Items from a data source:
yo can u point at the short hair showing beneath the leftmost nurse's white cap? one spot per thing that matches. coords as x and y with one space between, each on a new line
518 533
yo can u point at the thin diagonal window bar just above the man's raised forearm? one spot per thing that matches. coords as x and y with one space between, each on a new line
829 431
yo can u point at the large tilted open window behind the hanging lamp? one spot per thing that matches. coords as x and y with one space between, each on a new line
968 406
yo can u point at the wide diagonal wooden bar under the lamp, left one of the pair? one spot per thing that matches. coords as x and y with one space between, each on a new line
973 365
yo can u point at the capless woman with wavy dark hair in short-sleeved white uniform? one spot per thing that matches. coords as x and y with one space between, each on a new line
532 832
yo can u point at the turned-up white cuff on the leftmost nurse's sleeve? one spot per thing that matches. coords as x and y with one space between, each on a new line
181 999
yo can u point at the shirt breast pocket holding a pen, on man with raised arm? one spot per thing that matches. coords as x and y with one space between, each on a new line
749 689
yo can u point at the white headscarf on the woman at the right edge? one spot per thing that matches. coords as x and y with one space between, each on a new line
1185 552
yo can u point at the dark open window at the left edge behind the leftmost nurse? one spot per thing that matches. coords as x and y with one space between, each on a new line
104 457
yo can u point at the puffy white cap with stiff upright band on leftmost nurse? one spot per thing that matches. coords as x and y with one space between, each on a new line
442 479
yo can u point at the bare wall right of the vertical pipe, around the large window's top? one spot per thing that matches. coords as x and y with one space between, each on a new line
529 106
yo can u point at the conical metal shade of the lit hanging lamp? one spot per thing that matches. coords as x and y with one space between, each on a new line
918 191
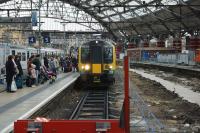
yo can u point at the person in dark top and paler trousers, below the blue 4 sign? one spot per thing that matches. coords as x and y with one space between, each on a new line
37 63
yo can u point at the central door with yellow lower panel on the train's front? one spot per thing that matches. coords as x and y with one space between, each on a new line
96 59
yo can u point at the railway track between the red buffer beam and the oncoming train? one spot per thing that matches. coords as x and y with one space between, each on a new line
94 105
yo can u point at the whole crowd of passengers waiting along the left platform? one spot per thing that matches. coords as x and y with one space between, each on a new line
37 72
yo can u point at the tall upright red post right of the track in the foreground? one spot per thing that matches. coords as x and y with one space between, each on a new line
126 92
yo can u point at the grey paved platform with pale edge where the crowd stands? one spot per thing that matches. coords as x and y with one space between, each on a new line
23 103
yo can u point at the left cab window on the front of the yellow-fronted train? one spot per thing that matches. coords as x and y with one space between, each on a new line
85 55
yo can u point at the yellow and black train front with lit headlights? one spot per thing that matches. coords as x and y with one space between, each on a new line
97 62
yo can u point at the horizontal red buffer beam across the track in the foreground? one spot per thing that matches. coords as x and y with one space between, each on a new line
68 126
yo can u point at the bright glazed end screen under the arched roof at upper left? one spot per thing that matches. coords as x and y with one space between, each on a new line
53 9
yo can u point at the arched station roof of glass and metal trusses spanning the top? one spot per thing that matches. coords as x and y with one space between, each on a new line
119 17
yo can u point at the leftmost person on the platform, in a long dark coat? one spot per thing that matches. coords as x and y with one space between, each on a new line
10 72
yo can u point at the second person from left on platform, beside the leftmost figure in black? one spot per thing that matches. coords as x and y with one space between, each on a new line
19 79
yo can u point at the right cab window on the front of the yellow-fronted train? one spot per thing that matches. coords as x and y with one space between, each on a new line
108 55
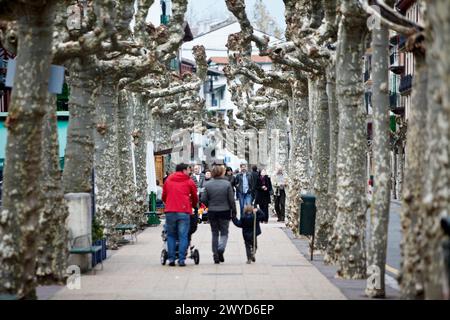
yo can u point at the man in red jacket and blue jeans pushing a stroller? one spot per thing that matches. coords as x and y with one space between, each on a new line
179 196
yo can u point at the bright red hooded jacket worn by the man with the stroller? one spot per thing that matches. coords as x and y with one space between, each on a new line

- **What to do**
Although the records contain pictures, only the text should be copied, exactly as it stands.

- **Finished exercise**
yo can u point at the short hair showing beneath the leftmost nurse's white cap? one spot per thing that matches. coords as x and y with one space between, each on a new line
518 533
yo can u point at the thin diagonal window bar just above the man's raised forearm? one spot per thing that matches. coords as x and y with one space between, each on a new line
829 431
yo can u point at the large tilted open window behind the hanging lamp? one spot per thing that matches. coords as x and y with one space between, each on a new line
968 406
yo can u point at the wide diagonal wooden bar under the lamp, left one of the pair? one spot per thing that matches. coords as x and y with one space between, each on a new line
973 365
yo can u point at the capless woman with wavy dark hair in short-sleeved white uniform? one spot per thing that matches. coords as x and y with one space between, each on a new line
532 832
yo can u point at the turned-up white cuff on the leftmost nurse's sleeve? one spot per thing that matches. coords as x and y with one space between, each on a new line
181 999
yo can u point at the shirt breast pocket holding a pen, on man with raised arm? one spot per thing that matches. coords as x and y with one space between, each on a new line
749 689
yo can u point at the white headscarf on the woman at the right edge? one spot per thing that matches. coords as x and y with one space between, each on a new line
1185 552
yo can u point at the dark open window at the left edge behind the leftmost nurse? one spot per thing that matches. coords as x and y with one space between, each on a new line
104 457
yo can u point at the puffy white cap with stiff upright band on leftmost nurse? one spot per thing that matches. coords as x and y with one space between, each on a new line
442 479
yo can u point at the bare wall right of the vertical pipe, around the large window's top? one spot per thing that matches. coords as x and y with one space between, each on a new line
529 106
yo can u point at the conical metal shade of the lit hanging lamp? one spot per thing that matches. coords as x and y with one space between, each on a new line
918 191
yo can u point at the person in dark top and paler trousers, below the blue 4 sign? one spot per thing that matches. coords as x and y with one space between, each on a new line
37 63
yo can u point at the central door with yellow lower panel on the train's front? one spot per thing that matches. coords as x and y with one space between, each on a new line
96 59
yo can u point at the railway track between the red buffer beam and the oncoming train? one spot per thing that matches. coords as x and y with one space between, each on a new line
94 105
yo can u point at the whole crowd of passengers waiting along the left platform? one spot per thing that matches. coords as x and y with one space between, each on a new line
37 72
yo can u point at the tall upright red post right of the track in the foreground? one spot per thing that matches. coords as x and y with one space between, each on a new line
126 92
yo can u point at the grey paved platform with pale edge where the crowd stands? one spot per thing that matches. coords as x and y with one space between, each on a new line
23 103
yo can u point at the left cab window on the front of the yellow-fronted train? one spot per thing that matches. coords as x and y with one space between, each on a new line
85 55
yo can u point at the yellow and black train front with lit headlights? one spot per thing that matches. coords as x and y with one space between, each on a new line
97 62
yo can u point at the horizontal red buffer beam across the track in the foreground? one spot per thing that matches. coords as x and y with one space between, each on a new line
68 126
yo can u point at the bright glazed end screen under the arched roof at upper left? one spot per thing that matches. coords as x and y with one space between, each on a new line
53 9
yo can u point at the arched station roof of glass and metal trusses spanning the top? one spot per thing that matches. coords as x and y with one space between, each on a new line
119 17
yo can u point at the leftmost person on the platform, in a long dark coat? one spot per thing that matches. coords as x and y with one space between, each on a new line
10 72
yo can u point at the second person from left on platform, beside the leftmost figure in black? one spot per thing that matches. coords as x and y with one space between, each on a new line
19 79
yo can u point at the right cab window on the front of the yellow-fronted train? one spot per thing that matches. coords as x and y with one space between, each on a new line
108 55
yo can u point at the man in red jacket and blue jeans pushing a stroller? one spot per thing that matches. coords as x and y with one space between, each on a new line
179 196
yo can u point at the bright red hooded jacket worn by the man with the stroller? one spot per thing that matches. coords as x and y with one space between, each on a new line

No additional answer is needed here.